Record extracts:
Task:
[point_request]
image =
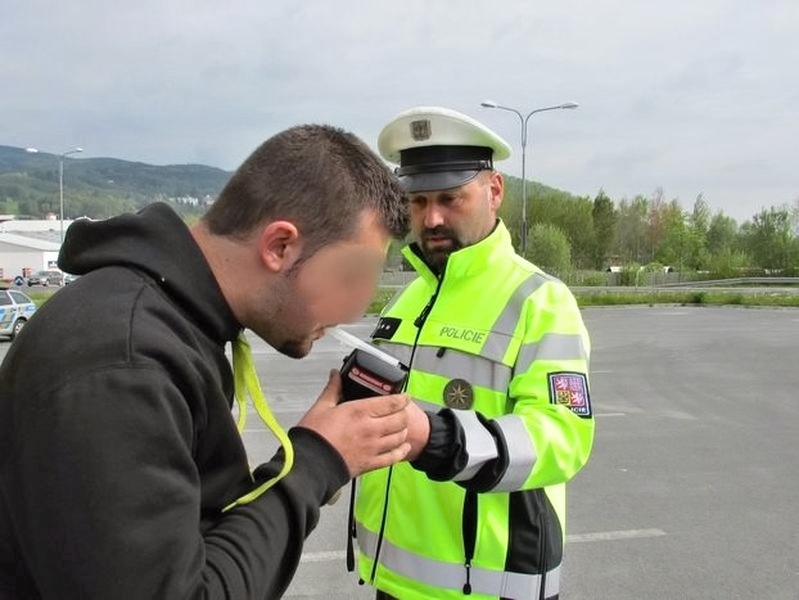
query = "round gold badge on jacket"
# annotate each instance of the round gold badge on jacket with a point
(458, 393)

What you are asked to do:
Reproduce the records above line for line, leaving out the pictures.

Complete response:
Task:
[point_request]
image =
query = "round gold badge on jacket"
# annotate each instance of the round gold badge on jacket with a point
(458, 393)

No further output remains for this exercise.